WHAT YOU HAVE TO DO: How many lines of the items below contain the word "head"? Give only the number, and count only matches with the same case.

EXCERPTED DATA:
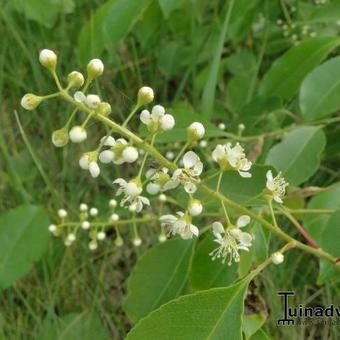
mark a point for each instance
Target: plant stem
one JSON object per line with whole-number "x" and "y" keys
{"x": 210, "y": 192}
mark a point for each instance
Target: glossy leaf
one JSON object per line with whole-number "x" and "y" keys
{"x": 23, "y": 240}
{"x": 209, "y": 314}
{"x": 320, "y": 91}
{"x": 206, "y": 273}
{"x": 287, "y": 73}
{"x": 298, "y": 154}
{"x": 159, "y": 276}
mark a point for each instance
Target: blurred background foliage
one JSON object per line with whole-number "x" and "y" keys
{"x": 203, "y": 65}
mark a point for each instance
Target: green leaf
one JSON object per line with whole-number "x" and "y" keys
{"x": 320, "y": 91}
{"x": 298, "y": 154}
{"x": 208, "y": 96}
{"x": 238, "y": 188}
{"x": 252, "y": 323}
{"x": 260, "y": 335}
{"x": 168, "y": 6}
{"x": 159, "y": 276}
{"x": 108, "y": 25}
{"x": 84, "y": 326}
{"x": 210, "y": 314}
{"x": 206, "y": 273}
{"x": 287, "y": 73}
{"x": 316, "y": 225}
{"x": 23, "y": 240}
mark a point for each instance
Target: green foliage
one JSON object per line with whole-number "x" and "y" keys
{"x": 23, "y": 240}
{"x": 319, "y": 93}
{"x": 159, "y": 276}
{"x": 298, "y": 155}
{"x": 287, "y": 73}
{"x": 211, "y": 314}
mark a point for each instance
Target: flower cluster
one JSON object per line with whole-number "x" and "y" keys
{"x": 121, "y": 147}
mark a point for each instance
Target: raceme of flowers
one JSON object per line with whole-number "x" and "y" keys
{"x": 151, "y": 179}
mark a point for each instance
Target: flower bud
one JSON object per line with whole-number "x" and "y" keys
{"x": 30, "y": 101}
{"x": 94, "y": 169}
{"x": 106, "y": 156}
{"x": 119, "y": 241}
{"x": 162, "y": 238}
{"x": 114, "y": 217}
{"x": 112, "y": 203}
{"x": 145, "y": 96}
{"x": 62, "y": 213}
{"x": 93, "y": 245}
{"x": 75, "y": 79}
{"x": 92, "y": 101}
{"x": 167, "y": 122}
{"x": 162, "y": 197}
{"x": 195, "y": 131}
{"x": 221, "y": 126}
{"x": 195, "y": 207}
{"x": 83, "y": 207}
{"x": 84, "y": 162}
{"x": 60, "y": 137}
{"x": 52, "y": 228}
{"x": 85, "y": 225}
{"x": 104, "y": 109}
{"x": 137, "y": 241}
{"x": 93, "y": 211}
{"x": 277, "y": 258}
{"x": 101, "y": 236}
{"x": 95, "y": 68}
{"x": 48, "y": 59}
{"x": 77, "y": 134}
{"x": 130, "y": 154}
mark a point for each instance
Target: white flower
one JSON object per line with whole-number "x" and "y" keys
{"x": 95, "y": 68}
{"x": 93, "y": 211}
{"x": 145, "y": 95}
{"x": 94, "y": 169}
{"x": 75, "y": 79}
{"x": 180, "y": 225}
{"x": 195, "y": 131}
{"x": 83, "y": 207}
{"x": 85, "y": 225}
{"x": 188, "y": 175}
{"x": 231, "y": 240}
{"x": 77, "y": 134}
{"x": 101, "y": 236}
{"x": 30, "y": 101}
{"x": 229, "y": 157}
{"x": 277, "y": 257}
{"x": 276, "y": 185}
{"x": 131, "y": 191}
{"x": 48, "y": 58}
{"x": 157, "y": 180}
{"x": 221, "y": 126}
{"x": 62, "y": 213}
{"x": 157, "y": 119}
{"x": 195, "y": 207}
{"x": 92, "y": 101}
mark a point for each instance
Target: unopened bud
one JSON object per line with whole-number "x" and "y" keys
{"x": 48, "y": 59}
{"x": 195, "y": 131}
{"x": 75, "y": 79}
{"x": 60, "y": 137}
{"x": 145, "y": 96}
{"x": 95, "y": 68}
{"x": 31, "y": 101}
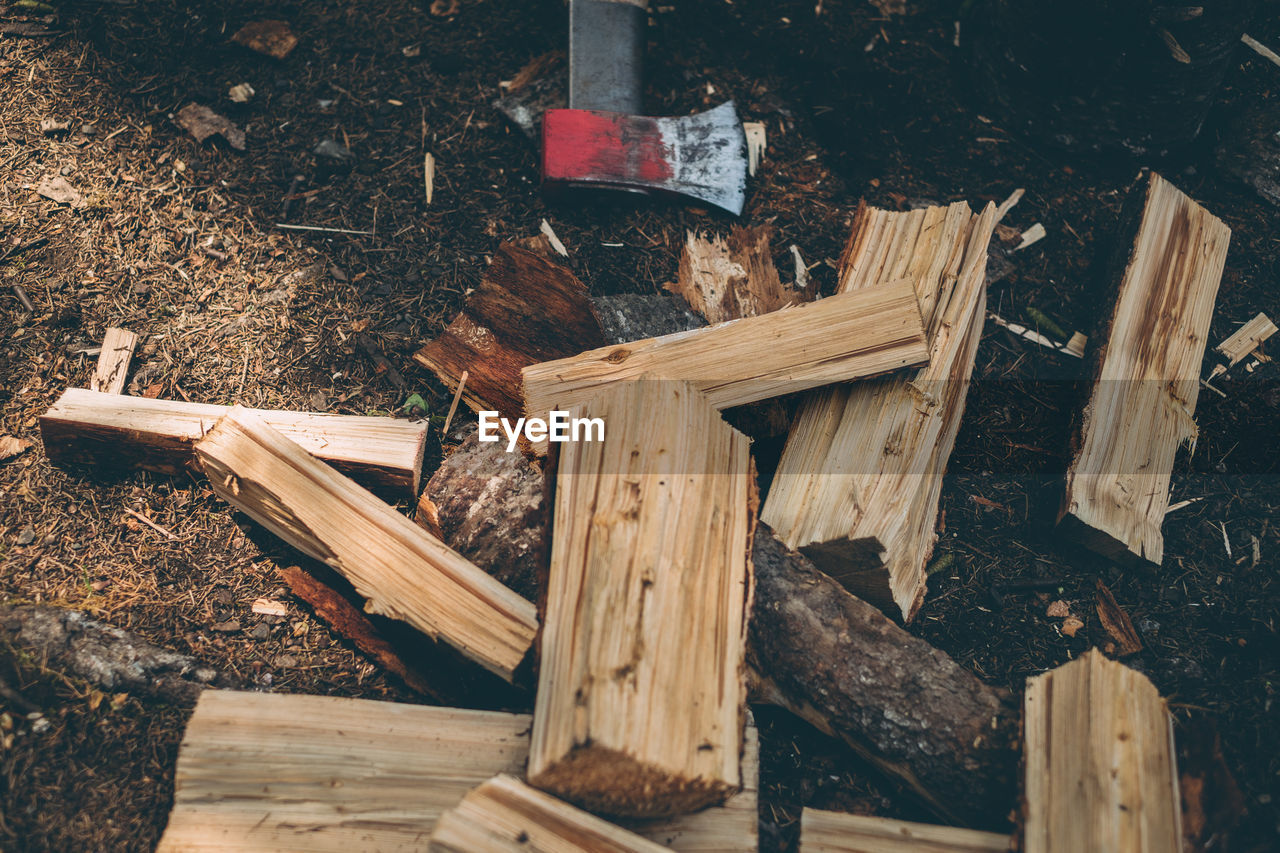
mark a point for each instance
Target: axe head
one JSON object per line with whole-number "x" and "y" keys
{"x": 699, "y": 156}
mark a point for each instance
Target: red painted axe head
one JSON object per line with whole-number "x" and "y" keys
{"x": 700, "y": 156}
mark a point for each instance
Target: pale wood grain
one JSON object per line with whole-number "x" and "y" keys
{"x": 848, "y": 336}
{"x": 260, "y": 772}
{"x": 641, "y": 689}
{"x": 1100, "y": 770}
{"x": 113, "y": 361}
{"x": 839, "y": 833}
{"x": 507, "y": 816}
{"x": 402, "y": 570}
{"x": 1146, "y": 378}
{"x": 118, "y": 432}
{"x": 858, "y": 486}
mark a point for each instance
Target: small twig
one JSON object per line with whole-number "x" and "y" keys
{"x": 382, "y": 366}
{"x": 151, "y": 524}
{"x": 21, "y": 292}
{"x": 1260, "y": 49}
{"x": 17, "y": 250}
{"x": 453, "y": 406}
{"x": 429, "y": 176}
{"x": 291, "y": 195}
{"x": 328, "y": 231}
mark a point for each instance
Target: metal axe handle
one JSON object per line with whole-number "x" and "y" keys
{"x": 606, "y": 55}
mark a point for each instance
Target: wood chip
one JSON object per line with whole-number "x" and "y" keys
{"x": 202, "y": 123}
{"x": 269, "y": 607}
{"x": 1031, "y": 236}
{"x": 10, "y": 447}
{"x": 268, "y": 37}
{"x": 556, "y": 243}
{"x": 58, "y": 188}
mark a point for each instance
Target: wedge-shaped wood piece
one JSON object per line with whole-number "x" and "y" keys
{"x": 507, "y": 816}
{"x": 859, "y": 480}
{"x": 839, "y": 833}
{"x": 641, "y": 689}
{"x": 113, "y": 363}
{"x": 1100, "y": 770}
{"x": 403, "y": 571}
{"x": 264, "y": 772}
{"x": 849, "y": 336}
{"x": 526, "y": 309}
{"x": 92, "y": 428}
{"x": 1146, "y": 374}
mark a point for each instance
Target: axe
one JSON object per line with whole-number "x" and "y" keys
{"x": 603, "y": 140}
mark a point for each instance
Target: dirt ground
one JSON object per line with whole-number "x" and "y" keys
{"x": 858, "y": 104}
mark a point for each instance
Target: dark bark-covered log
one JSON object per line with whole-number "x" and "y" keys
{"x": 528, "y": 309}
{"x": 488, "y": 503}
{"x": 840, "y": 664}
{"x": 818, "y": 651}
{"x": 108, "y": 657}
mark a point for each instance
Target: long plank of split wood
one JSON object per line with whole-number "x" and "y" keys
{"x": 507, "y": 816}
{"x": 526, "y": 309}
{"x": 402, "y": 570}
{"x": 839, "y": 833}
{"x": 641, "y": 690}
{"x": 1146, "y": 375}
{"x": 113, "y": 361}
{"x": 1100, "y": 770}
{"x": 263, "y": 772}
{"x": 109, "y": 430}
{"x": 849, "y": 336}
{"x": 858, "y": 486}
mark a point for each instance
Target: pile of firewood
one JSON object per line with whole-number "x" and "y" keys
{"x": 639, "y": 587}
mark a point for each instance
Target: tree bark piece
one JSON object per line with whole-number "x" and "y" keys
{"x": 402, "y": 571}
{"x": 827, "y": 656}
{"x": 265, "y": 772}
{"x": 117, "y": 432}
{"x": 839, "y": 833}
{"x": 113, "y": 361}
{"x": 641, "y": 690}
{"x": 488, "y": 505}
{"x": 862, "y": 334}
{"x": 1100, "y": 771}
{"x": 860, "y": 478}
{"x": 507, "y": 816}
{"x": 837, "y": 662}
{"x": 726, "y": 279}
{"x": 105, "y": 656}
{"x": 1146, "y": 374}
{"x": 348, "y": 621}
{"x": 528, "y": 309}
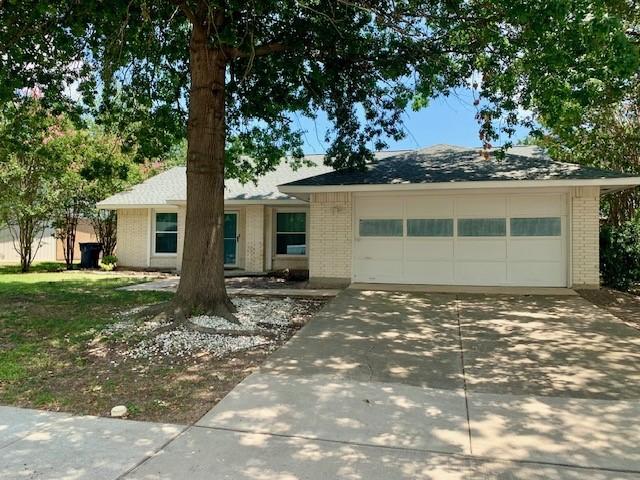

THE RESULT: 2